• _ABOUT THIS TASK_: Your copy should match the entries exactly, with no images carried over.

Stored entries

───

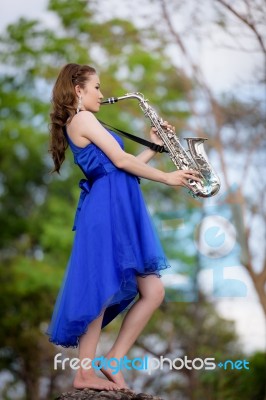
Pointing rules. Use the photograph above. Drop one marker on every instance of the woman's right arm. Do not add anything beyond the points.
(85, 125)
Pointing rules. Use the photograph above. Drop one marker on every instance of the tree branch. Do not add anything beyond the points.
(247, 22)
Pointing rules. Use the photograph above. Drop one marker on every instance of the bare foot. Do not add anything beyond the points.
(92, 381)
(117, 378)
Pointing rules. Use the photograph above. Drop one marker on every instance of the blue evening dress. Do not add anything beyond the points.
(115, 241)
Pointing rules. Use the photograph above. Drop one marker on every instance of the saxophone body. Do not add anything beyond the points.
(192, 158)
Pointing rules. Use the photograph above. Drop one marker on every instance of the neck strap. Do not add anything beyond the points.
(152, 146)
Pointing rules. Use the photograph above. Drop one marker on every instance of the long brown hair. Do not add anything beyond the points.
(64, 101)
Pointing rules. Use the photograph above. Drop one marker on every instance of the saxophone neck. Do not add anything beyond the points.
(134, 95)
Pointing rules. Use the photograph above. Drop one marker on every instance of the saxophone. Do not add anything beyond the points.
(193, 158)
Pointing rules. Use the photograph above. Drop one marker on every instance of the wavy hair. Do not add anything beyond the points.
(64, 103)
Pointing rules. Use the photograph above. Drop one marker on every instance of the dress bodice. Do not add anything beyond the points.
(91, 159)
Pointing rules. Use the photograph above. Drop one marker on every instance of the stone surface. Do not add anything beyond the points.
(90, 394)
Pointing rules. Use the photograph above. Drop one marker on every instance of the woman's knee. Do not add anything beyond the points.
(152, 290)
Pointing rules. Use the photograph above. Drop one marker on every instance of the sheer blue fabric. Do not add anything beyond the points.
(115, 241)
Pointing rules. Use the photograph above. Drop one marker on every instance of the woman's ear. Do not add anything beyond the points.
(77, 90)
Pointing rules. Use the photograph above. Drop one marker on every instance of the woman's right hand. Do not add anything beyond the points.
(182, 177)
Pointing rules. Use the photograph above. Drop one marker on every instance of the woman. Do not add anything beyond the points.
(116, 253)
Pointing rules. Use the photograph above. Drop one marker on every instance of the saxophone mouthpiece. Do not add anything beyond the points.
(110, 100)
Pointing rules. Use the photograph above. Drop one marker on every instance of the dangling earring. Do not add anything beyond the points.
(79, 104)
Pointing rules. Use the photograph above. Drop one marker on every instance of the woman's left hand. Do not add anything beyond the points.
(153, 133)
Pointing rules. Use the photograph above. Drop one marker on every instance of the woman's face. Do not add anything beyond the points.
(91, 94)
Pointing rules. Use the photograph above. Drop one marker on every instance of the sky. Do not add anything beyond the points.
(223, 69)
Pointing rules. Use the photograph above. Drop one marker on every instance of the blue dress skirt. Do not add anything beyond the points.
(114, 242)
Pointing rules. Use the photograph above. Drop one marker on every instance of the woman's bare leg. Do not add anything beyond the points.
(151, 296)
(87, 378)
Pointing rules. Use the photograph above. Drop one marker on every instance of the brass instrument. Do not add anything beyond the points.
(193, 158)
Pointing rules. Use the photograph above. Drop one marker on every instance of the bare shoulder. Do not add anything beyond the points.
(81, 126)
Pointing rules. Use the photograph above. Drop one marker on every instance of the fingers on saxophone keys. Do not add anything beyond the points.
(168, 127)
(194, 175)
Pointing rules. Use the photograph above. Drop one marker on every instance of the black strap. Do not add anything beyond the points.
(152, 146)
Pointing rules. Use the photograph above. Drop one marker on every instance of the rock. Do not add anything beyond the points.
(91, 394)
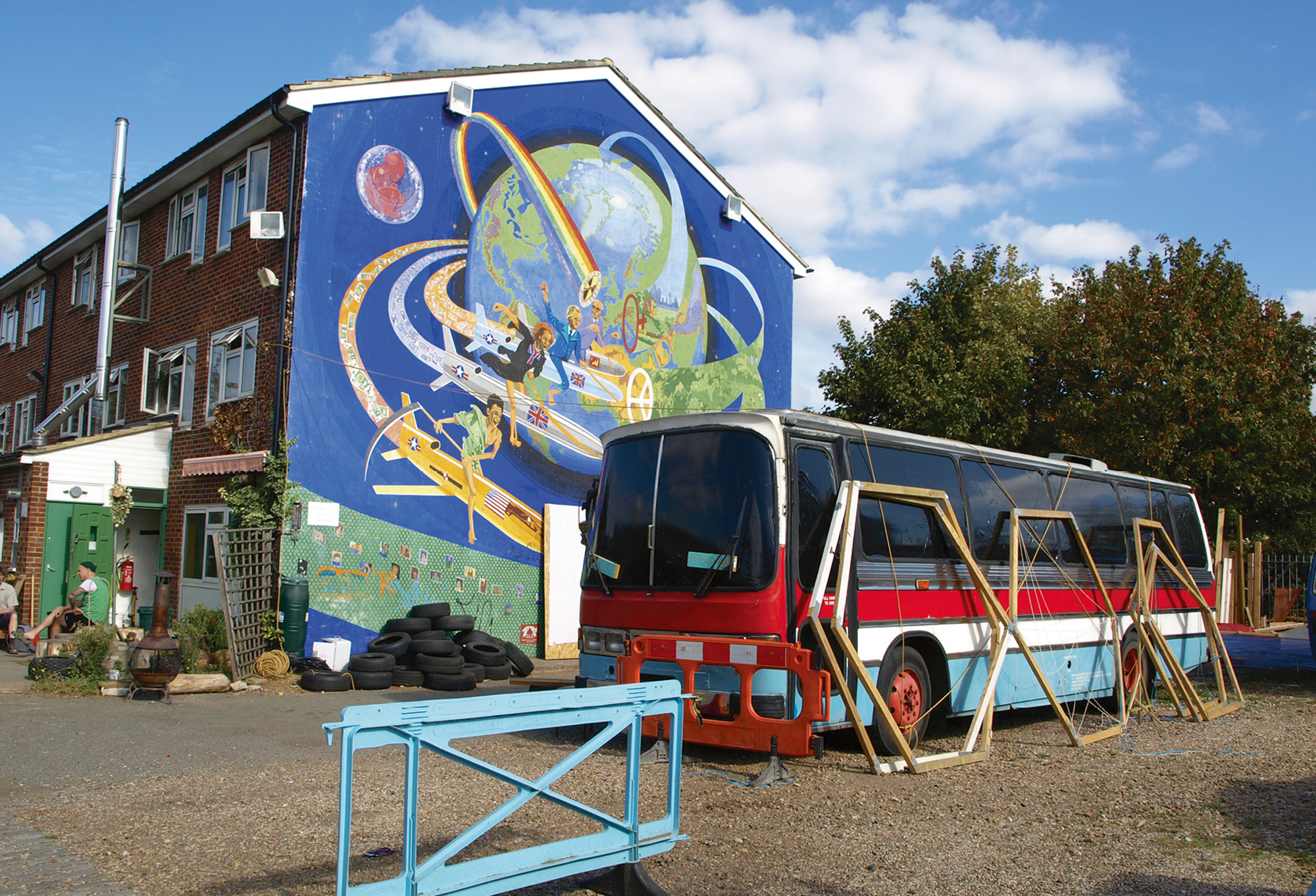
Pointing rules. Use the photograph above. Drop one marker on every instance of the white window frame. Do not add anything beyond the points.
(34, 309)
(76, 424)
(235, 344)
(116, 391)
(10, 323)
(85, 280)
(188, 207)
(178, 395)
(216, 520)
(130, 240)
(24, 422)
(238, 198)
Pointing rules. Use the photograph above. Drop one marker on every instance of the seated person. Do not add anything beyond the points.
(68, 619)
(10, 610)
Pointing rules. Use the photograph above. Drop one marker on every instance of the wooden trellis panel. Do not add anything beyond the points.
(245, 560)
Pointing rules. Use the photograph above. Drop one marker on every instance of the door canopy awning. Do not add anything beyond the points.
(216, 464)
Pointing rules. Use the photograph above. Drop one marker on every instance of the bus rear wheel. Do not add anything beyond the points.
(907, 686)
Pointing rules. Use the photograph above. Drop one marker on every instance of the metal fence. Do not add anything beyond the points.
(247, 587)
(1280, 572)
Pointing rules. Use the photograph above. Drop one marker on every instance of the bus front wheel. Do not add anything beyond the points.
(905, 681)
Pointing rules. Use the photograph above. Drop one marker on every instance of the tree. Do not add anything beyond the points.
(955, 359)
(1175, 368)
(1169, 366)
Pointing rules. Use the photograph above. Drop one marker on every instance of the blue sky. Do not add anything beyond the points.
(872, 137)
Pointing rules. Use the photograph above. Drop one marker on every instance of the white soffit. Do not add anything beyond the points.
(309, 98)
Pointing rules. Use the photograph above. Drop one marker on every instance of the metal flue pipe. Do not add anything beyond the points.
(110, 266)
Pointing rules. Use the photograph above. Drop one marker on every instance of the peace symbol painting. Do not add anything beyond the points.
(480, 298)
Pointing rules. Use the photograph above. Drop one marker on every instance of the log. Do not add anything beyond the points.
(199, 685)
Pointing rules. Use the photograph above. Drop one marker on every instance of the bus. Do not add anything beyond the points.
(706, 534)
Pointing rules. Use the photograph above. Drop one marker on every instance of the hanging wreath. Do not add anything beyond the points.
(120, 503)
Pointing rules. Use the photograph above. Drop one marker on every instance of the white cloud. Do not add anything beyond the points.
(821, 299)
(1210, 122)
(1090, 241)
(18, 244)
(835, 135)
(1305, 302)
(1178, 157)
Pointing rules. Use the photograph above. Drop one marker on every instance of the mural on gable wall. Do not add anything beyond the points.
(478, 302)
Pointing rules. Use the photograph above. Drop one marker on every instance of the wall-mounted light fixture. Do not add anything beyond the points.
(461, 99)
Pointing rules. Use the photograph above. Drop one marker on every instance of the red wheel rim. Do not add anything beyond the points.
(1132, 668)
(906, 699)
(635, 327)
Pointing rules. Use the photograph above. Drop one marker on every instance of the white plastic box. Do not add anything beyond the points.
(336, 652)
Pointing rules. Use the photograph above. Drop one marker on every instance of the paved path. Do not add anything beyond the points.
(36, 865)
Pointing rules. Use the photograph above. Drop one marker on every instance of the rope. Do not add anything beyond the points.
(272, 664)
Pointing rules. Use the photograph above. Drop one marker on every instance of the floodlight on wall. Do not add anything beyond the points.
(268, 226)
(461, 99)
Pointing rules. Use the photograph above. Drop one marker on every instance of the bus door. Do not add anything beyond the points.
(814, 491)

───

• _TASK SOLUTION_:
Pointing rules. Use the photograph above. Drop one marker on every instance of the woman's right arm. Do not add anything beyond the points.
(85, 125)
Pointing rules. Use the photograph above. Drop one marker on every instance of the tree branch. Do not add anything beyond the points.
(247, 22)
Pointing rules. Use the photograph above. Drop one marker on every instance of the bare foot. Do not add anything beyond the points.
(92, 381)
(117, 378)
Pointing rules. Use the photograph above. Drop one marker on every instance of the blue evening dress. Do not add anything beyond the points.
(115, 241)
Pointing rules. Use the photograph above. Drop one marker on every instance of the saxophone body. Do not add anything beyond the points.
(192, 158)
Pointing rules. Use the photograph above. Drop one marker on every instance of the neck strap. Do not add anything beyond the points.
(152, 146)
Pointing rules. Use the photograph above. Drop one marker on every instance of the long brown hair. Do not add anything beyond the points.
(64, 101)
Pointing rules. Use the photograph above. Drop one marker on every instance of the saxophone neck. Do not add anything beyond the points.
(134, 95)
Pointing rules. Use the photograph above. Drop one marker on every instance of the saxophone. Do not add anything beyond the points.
(193, 158)
Pointing rules. Use the photograph above. Drop one marker on every instance of the wavy hair. Do not add anything beyond the points.
(64, 103)
Pointing rules. Use the photograph above. Drop one marker on every instance of the dress bodice. Do not add anything beyond the points.
(91, 159)
Pointing rules. Use the photograph above. Drop one marker on every instance of the stone surface. Do not add anything beyond the points.
(90, 394)
Pointing rules. Use the photograph above. Drop one marker on every instance of the woman's knee. Do not add anything beyond the points.
(152, 290)
Pointing rules. Use the photograph above. Drop one marker on every instance of the sheer blue fabric. Do not add anything beyond the points.
(115, 241)
Pointing rules. Use the photograph above. Drop one marker on every instance of the woman's ear. Do not add anything beyond the points.
(77, 90)
Pointing rules. Use the photograph above. Drop one marker on every instance of the woman's right hand. Do not add anything beyond the points.
(182, 177)
Pointing rules. Use the photograph above. Drop one marker on every instance of the woman. Do not add anything beyond the points.
(116, 253)
Pointing rules. Use the photograph above. Drop one marker on every instance of the saxophone mouthpiece. Do not add anything beyond the points.
(110, 100)
Pointing rules. Use the photograph above. Drop one marker on every instance of the dangling earring. Do not add anything beyond the points.
(79, 104)
Pointing rules. Use the photograph above. Drop one marker on every instance of the woman's left hand. Do not add anything beyond the points.
(153, 133)
Pointing rules. Use the photograph above. Drop one marker on every instance of the woman's face. Do not add anything beyond the points.
(91, 94)
Pointing rules. Use the photograph above. Drop one marker on every instance of the sky. Do not add anything beyond the points.
(223, 69)
Pointing rules. Use the photograph above. Drop one marker on every instance of the blue dress skirt. Do not add anything beyond the points.
(114, 242)
Pointing rules. Use the photograph above. Drop one marker on every instance of the woman's bare leg. Do not add anything beyond the points.
(151, 296)
(87, 378)
Pointing rules. Use the photograph above. Drop one marker on every instance of the brass instrument. Do not add anything beyond the points.
(193, 158)
Pointing rules. Use the photograph above. Drop one marker on every instance of the bare shoulder. Do not add anything beyond the points.
(81, 126)
Pointing rules. Use the photograph above. Drop one marker on every instance of the fingers on saxophone keys. Do not add anything beyond the points.
(168, 127)
(194, 175)
Pointing rules. Use the photograph above. Drop one marker on every instance of the black strap. Do not add anything beyond the points.
(152, 146)
Pointing rules. Use the photograph above. Drop one marker on every instance of the rock. Do not add anything beyond the points.
(91, 394)
Pointing rules. Use the photograph above. Drop one marker on every instance of the white window frame. Do not add anything beyond the points.
(34, 309)
(76, 424)
(235, 344)
(116, 391)
(10, 323)
(85, 280)
(188, 207)
(178, 395)
(216, 520)
(130, 240)
(24, 422)
(238, 198)
Pointing rules. Use the photograph above. Drop one marker on every instance of the seated person. Do not add anything beyond the points.
(68, 619)
(10, 610)
Pointing rules. Use the photograph above. Drop one marker on every instance of the wooden trellis panel. Do not add anything beyond the points.
(245, 560)
Pointing rules. Use the photograph above. Drop one marker on every instance of the door canopy awning. Do not add anything beyond the points.
(216, 464)
Pointing rules. Use the photograph above. Drop one marker on every instance of the bus rear wheel. Do not add anything beyond the points.
(907, 686)
Pointing rules. Use the photograph above. Drop one marker on every instance of the metal fence. Do not add anything beyond the points.
(247, 587)
(1280, 572)
Pointing rules. Use the photograph above. Drop one marker on every instance of the bus front wheel. Do not add anything beyond the points.
(905, 681)
Pointing rules. Use the photograph above. Drop one marker on every instance of the tree. Do not add anything beyond the points.
(955, 359)
(1175, 368)
(1169, 366)
Pointing rules. Use the photograph above. Drop one marker on every instance of the blue sky. Do not add anything beyond the points.
(872, 137)
Pointing rules. Use the photograph above. Drop one marker on every instance of the white soffit. Do not add anything beyond the points.
(309, 98)
Pointing rules. Use the photograph above. Drop one marker on every instance of the metal flue pipe. Do not add anything beyond the points.
(110, 266)
Pointing rules. Use the photograph above. Drop one marker on every instance of the peace symbol painting. Do not add anything beyond the points.
(480, 298)
Pointing rules. Use the photograph above. Drop one marker on every instance of the log. Do not add anything beyond the points.
(199, 685)
Pointing rules. Use the photograph above. Drop one marker on every instance of the bus. Do not add anything beyond the points.
(706, 534)
Pointing rules. Use the photograph above. Drop one marker on every instance of the hanging wreath. Do not add anything beyond the points.
(120, 503)
Pointing rules. Use the photograph above. Drop one marker on every instance of the white cloud. Do not add anything beyond the points.
(821, 299)
(1210, 122)
(1090, 241)
(18, 244)
(835, 135)
(1305, 302)
(1178, 157)
Pointing rules. Use the photograph above. Drop one marker on every instance of the mural on gable wall. Do not add anything beyond the points.
(478, 302)
Pointing rules. Use the photograph above. Drop one marker on every instance of the wall-mounted light fixture. Do not add anything beyond the points.
(461, 99)
Pointing rules. Use the photograph above. Drop one marker on every instance of the red wheel rim. Do not add anything beyond the points.
(1132, 668)
(906, 699)
(635, 327)
Pointing rules. Use the photograph above. Drop one marker on every instance of the white plastic box. Do not add anything beyond the points.
(336, 652)
Pointing rules. Use the photograph above. Drop one marker on every instance of the paved path. Do not add anything beyond the points.
(36, 865)
Pointing rules. Use the photograph above. Drop one marker on every instance of the rope. Do not add anything beyond the points.
(272, 664)
Pointing rules. Use the photograph above. Drop one marker on every instance of the floodlight on wall. Do not add anything beyond the points.
(268, 226)
(461, 99)
Pointing rules. Use the photograph above. Drop one marker on every instance of the bus door. Do not add anything beyond the points.
(814, 491)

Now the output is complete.